• SOURCE EXTRACT:
>> begin

Family Jordan continue to refine their humid and cosmic country and folk sound on their fourth album Big Grass. Ahead of their appearance at the Dashville Skyline festival next weekend (Feb 25-28th, 2022) we’re adding our interview with Jordan Rochfort of the band from last year.

by Chris Familton

Following in the footsteps of Americana trailblazers The Band, Family Jordan named their new album after the house in which its songs were written, in the beautiful surrounds of Bangalow in the Northern Rivers region of NSW. Jordan Rochfort, the band’s songwriter, settled down in the area after spending time living across a number of Australian states. “I’m about twenty minutes outside of Byron Bay. I’ve been here full-time for five or six years now. I was at Tamborine Mountain in the Gold Coast hinterland when I was at high school and then moved to Brisbane when I was 17. I moved around quite a bit, down to Melbourne for a while, before I came back here.”

Big Grass is a record drenched in laidback country and folk rock. Tellingly they even cover the master of languid roots music, J.J. Cale. One might think that the natural environment around the band plays a key role in their sound but Rochfort discounts that theory. “We record everything in a home studio so there’s really no time pressure or pressure of any kind really. I think it’s more of that environment and not so much the rural or hinterland factor,” he explains. “I think I would have still made the record whether I was living here or in the middle of Melbourne. The subject matter would remain the same. Just because we live in a rural area doesn’t mean we feel compelled to use acoustic instruments or play country style music, we would have done that anyway.”

There’s a wonderful stylistic blend that permeates the music on Big Grass. Bob Dylan, Kevin Morby, Devendra Banhart and John Prine (who the album is dedicated to) come to mind and on songs such as ‘Let Me In’ and ‘Sally’ they take an even more direct dive into straight country music. “Country music has always been my #1 listening go-to but because of that I never really wanted to fully go down that path. I felt I had to step away from my major influences but still keep them close enough to be true to them” says Rochfort. “On Big Grass I felt like maybe I needed to step a little bit closer on some of the songs. That wan’t as painful as maybe I thought it would be,” he laughs.

Rochfort was something of a latecomer to music in general, it didn’t play much of a role in his world until his late teens. “I didn’t start playing music or really liking music until I left home when I was 17. That was when I started playing guitar. I mostly just wrote when I was younger and did visual arts stuff,” he recalls. “I found music quite distracting. I liked peace and quiet when I was a teenager.” 

“I think I was writing a lot and must have picked up a guitar at some point and it was around the time I first heard a Dylan record and thought I could probably do something like that,” explains Rochfort.  Once he got the music bug it set him on the journey that has become Family Jordan and any initial shyness and reticence was replaced with creativity and a bounty of sublime songs.

“Writing intuitively is definitely the best way. I’m most satisfied when it comes quickly,” says Rochfort, adding “I feel much more relaxed writing and releasing songs now. There’s really no thematic intentions other than making it better than the last one.”

>> end

• DATA RECORDS:
>> begin

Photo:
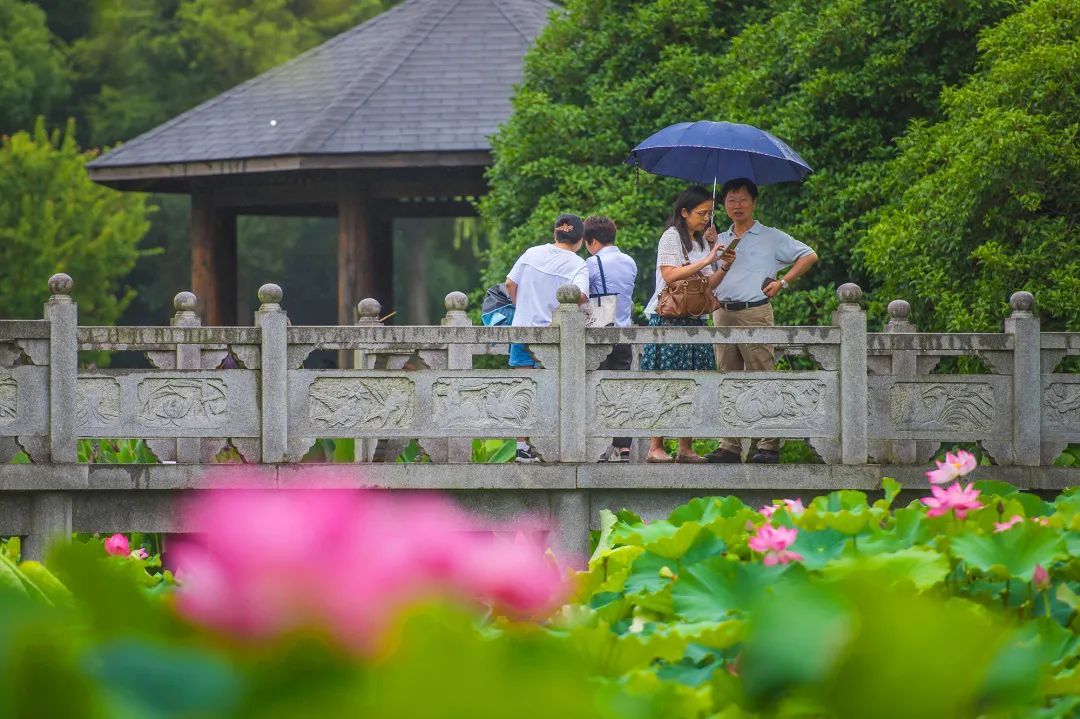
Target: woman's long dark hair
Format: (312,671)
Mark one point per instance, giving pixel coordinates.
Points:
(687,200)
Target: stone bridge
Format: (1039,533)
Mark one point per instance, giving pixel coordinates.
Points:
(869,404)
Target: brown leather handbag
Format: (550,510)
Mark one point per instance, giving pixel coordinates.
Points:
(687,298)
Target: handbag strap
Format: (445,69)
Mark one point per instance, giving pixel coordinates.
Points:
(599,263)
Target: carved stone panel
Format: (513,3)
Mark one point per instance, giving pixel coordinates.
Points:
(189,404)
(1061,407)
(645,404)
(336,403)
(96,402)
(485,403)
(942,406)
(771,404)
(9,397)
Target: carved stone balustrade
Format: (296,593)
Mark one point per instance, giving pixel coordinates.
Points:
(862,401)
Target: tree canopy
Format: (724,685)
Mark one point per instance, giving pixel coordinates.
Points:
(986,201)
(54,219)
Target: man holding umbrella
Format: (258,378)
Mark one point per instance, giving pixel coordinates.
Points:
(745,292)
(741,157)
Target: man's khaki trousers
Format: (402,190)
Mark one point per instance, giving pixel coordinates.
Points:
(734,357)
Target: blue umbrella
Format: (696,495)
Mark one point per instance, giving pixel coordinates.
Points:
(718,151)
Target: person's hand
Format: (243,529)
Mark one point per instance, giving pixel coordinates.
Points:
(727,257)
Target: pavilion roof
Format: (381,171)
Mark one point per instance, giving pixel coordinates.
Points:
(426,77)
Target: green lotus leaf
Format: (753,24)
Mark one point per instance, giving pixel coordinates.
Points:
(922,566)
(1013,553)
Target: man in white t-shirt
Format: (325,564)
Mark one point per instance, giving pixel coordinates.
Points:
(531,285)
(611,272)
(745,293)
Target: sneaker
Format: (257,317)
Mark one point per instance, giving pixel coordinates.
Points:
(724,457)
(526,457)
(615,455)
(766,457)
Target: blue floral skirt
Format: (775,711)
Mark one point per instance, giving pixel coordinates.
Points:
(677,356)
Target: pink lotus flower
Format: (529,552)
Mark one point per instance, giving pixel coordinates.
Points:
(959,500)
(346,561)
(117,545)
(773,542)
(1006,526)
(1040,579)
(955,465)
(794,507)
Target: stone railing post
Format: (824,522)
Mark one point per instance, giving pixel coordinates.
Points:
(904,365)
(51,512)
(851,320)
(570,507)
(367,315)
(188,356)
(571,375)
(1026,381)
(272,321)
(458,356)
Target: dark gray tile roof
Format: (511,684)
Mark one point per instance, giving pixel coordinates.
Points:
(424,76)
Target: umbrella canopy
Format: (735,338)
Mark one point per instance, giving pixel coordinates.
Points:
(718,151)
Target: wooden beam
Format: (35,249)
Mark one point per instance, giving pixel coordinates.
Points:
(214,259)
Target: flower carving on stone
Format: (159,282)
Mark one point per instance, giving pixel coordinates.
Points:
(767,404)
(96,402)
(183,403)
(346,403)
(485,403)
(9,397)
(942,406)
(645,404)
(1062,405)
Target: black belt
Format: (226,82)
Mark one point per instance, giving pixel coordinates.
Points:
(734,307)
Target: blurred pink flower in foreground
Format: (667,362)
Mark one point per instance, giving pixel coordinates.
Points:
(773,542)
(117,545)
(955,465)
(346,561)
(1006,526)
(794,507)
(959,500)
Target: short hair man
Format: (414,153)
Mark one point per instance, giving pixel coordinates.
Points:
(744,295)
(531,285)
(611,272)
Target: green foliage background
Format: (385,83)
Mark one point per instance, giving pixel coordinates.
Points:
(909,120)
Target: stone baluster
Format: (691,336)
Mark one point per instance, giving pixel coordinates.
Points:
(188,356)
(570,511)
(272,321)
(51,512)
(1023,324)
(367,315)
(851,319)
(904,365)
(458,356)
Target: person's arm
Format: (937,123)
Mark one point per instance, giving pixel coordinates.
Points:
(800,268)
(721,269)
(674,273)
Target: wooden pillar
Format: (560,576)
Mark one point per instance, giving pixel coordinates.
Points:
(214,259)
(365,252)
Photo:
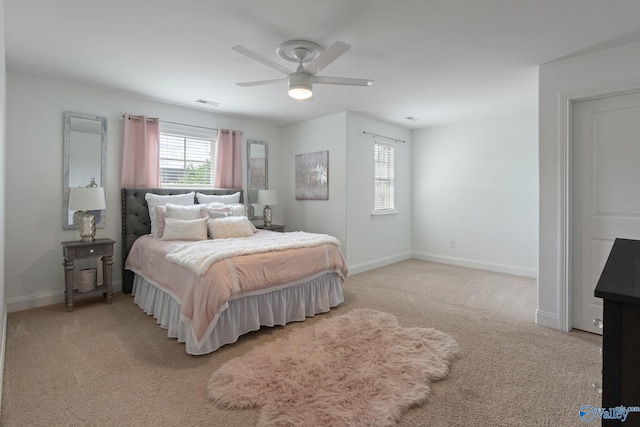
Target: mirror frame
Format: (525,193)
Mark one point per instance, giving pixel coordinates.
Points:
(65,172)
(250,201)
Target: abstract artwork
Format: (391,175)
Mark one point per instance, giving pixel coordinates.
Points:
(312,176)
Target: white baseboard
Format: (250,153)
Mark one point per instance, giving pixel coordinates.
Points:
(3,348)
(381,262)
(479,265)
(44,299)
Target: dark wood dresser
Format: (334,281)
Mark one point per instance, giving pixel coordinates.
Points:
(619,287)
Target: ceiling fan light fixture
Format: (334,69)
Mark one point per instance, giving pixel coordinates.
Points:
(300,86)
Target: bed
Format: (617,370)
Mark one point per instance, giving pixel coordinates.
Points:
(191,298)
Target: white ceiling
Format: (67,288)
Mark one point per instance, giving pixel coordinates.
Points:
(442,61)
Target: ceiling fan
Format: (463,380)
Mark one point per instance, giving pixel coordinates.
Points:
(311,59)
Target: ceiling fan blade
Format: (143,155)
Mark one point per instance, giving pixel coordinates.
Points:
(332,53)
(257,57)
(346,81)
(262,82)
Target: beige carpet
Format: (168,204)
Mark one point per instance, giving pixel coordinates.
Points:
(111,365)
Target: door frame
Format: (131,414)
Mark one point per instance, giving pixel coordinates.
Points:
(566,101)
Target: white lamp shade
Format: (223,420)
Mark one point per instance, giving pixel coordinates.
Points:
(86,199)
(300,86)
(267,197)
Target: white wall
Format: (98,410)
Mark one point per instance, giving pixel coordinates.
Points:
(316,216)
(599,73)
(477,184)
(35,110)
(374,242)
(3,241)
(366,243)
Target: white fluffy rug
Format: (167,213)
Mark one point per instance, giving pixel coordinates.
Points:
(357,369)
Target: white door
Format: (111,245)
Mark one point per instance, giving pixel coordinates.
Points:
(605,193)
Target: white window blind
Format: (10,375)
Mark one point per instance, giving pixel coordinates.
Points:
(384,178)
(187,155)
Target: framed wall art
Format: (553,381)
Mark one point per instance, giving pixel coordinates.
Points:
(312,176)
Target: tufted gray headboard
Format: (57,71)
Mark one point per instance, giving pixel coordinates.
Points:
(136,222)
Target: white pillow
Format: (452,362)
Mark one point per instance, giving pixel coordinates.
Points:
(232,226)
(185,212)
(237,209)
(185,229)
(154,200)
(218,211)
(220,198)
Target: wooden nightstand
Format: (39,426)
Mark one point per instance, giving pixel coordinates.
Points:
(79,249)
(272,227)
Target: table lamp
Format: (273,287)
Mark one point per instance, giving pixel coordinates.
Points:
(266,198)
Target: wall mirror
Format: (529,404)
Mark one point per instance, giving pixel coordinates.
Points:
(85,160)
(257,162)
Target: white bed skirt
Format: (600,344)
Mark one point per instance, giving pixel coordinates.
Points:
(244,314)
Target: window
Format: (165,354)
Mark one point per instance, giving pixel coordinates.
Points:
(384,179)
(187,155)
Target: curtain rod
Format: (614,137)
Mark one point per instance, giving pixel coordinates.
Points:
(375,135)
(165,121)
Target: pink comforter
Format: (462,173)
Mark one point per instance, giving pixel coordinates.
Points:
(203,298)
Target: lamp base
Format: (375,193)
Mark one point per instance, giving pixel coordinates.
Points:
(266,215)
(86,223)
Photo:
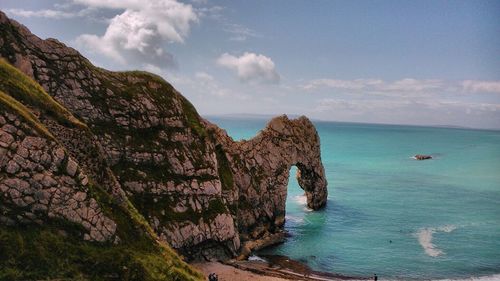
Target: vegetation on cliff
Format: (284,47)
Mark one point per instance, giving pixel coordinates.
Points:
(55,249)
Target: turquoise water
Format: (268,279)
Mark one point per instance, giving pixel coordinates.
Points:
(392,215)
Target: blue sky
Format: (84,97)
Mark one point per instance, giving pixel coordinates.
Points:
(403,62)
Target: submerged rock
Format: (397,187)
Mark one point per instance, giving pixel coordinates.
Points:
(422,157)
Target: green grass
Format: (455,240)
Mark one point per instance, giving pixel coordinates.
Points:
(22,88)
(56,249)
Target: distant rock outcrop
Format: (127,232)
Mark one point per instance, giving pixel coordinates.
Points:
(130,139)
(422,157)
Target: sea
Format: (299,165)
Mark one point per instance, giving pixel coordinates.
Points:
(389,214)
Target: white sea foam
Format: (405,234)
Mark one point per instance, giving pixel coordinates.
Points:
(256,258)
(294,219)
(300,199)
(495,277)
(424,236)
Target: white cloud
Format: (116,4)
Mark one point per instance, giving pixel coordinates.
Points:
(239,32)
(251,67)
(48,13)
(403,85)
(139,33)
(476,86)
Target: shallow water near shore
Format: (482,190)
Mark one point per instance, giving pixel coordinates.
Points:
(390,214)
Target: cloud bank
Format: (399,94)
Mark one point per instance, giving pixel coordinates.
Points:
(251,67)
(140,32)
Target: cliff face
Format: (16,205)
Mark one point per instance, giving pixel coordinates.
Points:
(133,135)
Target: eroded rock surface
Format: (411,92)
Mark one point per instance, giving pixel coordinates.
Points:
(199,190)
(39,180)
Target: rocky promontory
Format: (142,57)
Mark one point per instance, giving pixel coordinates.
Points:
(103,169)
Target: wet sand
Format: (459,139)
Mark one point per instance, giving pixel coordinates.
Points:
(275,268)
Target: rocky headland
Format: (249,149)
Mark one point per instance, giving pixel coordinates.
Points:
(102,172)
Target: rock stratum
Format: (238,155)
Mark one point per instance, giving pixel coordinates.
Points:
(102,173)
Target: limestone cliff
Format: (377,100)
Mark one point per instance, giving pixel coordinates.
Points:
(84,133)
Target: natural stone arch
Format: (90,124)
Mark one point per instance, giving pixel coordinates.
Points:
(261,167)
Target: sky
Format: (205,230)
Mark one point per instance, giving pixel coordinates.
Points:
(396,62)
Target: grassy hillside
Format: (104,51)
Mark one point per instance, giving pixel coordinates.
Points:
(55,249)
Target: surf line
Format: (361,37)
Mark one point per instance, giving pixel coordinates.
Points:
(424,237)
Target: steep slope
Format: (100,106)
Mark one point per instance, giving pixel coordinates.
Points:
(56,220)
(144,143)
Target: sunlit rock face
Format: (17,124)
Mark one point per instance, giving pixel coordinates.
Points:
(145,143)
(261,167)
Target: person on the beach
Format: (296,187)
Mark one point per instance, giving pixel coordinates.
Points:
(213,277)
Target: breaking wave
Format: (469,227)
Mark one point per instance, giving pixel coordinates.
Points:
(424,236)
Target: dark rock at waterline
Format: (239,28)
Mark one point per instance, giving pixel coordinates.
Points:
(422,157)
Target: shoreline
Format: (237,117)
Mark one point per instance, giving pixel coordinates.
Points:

>> end

• REQUIRED ACTIONS:
**A)** Using the Family Jordan interview above, answer each of the following on its own line:
(i) Where was Jordan Rochfort living while he attended high school?
(ii) Which artist does the band cover on Big Grass?
(iii) At what age did Rochfort start playing guitar?
**B)** Translate this sentence from the Family Jordan interview into Spanish: "I think I would have still made the record whether I was living here or in the middle of Melbourne."

• SOLUTION SET:
**A)**
(i) Tamborine Mountain in the Gold Coast hinterland
(ii) J.J. Cale
(iii) 17

**B)** Creo que igual habría hecho el disco tanto si viviera aquí como en pleno Melbourne.